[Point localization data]
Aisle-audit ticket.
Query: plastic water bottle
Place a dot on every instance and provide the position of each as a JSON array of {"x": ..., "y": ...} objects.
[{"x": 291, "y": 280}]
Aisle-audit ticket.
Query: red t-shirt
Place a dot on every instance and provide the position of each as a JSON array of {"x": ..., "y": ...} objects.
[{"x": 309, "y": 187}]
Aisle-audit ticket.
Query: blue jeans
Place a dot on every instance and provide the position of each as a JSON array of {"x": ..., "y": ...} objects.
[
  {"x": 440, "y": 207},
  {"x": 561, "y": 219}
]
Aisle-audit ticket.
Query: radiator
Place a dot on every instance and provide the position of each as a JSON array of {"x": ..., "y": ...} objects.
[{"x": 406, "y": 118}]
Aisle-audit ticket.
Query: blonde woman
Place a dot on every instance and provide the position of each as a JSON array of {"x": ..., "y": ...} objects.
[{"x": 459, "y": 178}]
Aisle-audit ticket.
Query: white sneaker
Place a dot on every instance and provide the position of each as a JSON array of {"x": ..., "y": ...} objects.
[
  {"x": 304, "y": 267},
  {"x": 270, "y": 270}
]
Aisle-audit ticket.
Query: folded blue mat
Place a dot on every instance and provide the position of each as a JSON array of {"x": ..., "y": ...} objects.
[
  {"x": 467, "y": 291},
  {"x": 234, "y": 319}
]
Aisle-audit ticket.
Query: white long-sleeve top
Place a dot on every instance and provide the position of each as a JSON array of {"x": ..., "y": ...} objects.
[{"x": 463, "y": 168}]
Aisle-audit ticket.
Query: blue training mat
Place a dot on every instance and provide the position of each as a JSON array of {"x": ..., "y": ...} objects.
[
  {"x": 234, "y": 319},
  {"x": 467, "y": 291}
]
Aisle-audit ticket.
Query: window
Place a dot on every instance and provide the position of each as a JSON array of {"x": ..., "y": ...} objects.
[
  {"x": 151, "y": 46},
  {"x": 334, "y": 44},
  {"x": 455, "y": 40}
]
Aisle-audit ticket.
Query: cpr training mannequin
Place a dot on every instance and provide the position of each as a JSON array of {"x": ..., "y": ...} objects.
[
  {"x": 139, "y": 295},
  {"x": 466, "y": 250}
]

• **HOW TO COMPLETE THIS TASK**: Pull every line containing "Query" from the entries above and copy it.

• **WRITTEN ANSWER**:
Query: plastic water bottle
Query: red t-shirt
Query: blue jeans
Query: radiator
Query: blonde woman
Query: white sneaker
Query: folded blue mat
Query: white long-sleeve top
Query: blue training mat
Query: window
Query: cpr training mannequin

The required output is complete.